++++ Listed entries ++++
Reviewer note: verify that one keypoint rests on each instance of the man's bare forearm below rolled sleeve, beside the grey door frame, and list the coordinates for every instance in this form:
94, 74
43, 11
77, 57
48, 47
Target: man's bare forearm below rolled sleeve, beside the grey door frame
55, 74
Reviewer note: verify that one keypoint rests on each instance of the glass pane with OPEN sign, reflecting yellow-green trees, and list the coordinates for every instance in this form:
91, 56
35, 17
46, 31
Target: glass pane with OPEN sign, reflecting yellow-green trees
++++
++++ Listed entries ++++
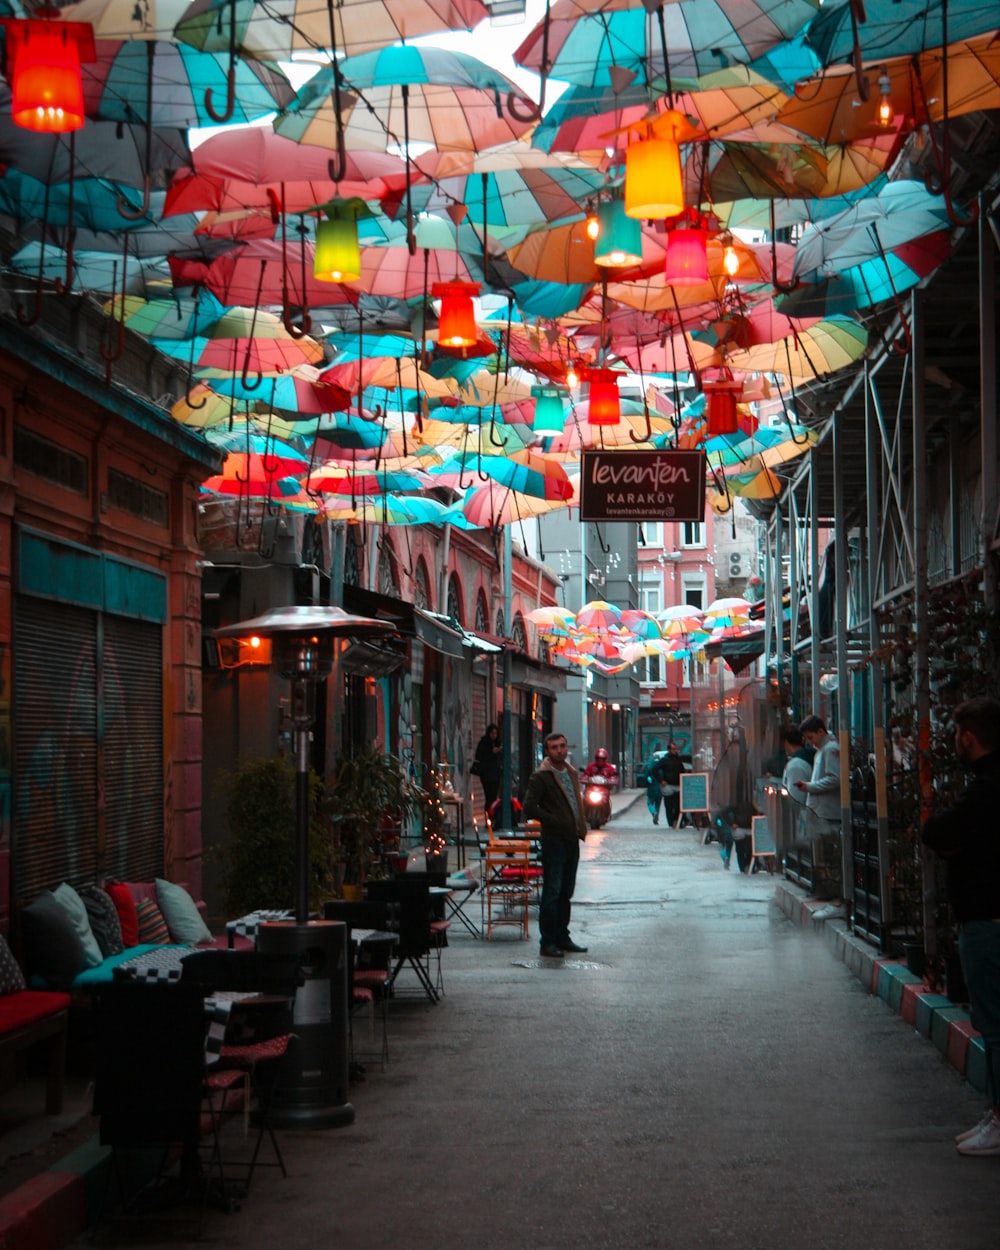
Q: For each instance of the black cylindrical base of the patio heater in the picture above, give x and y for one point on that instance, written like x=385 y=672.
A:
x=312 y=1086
++++
Each line of the data in which the string "glass" appears needs to be copied.

## Written answer
Reviewer note: verify that one keypoint rests on each instance of the glass pane with OPEN sign, reflecting yellow-green trees, and list the coordinates for every instance in this form:
Target: glass pane with OPEN sign, reflecting yellow-green trees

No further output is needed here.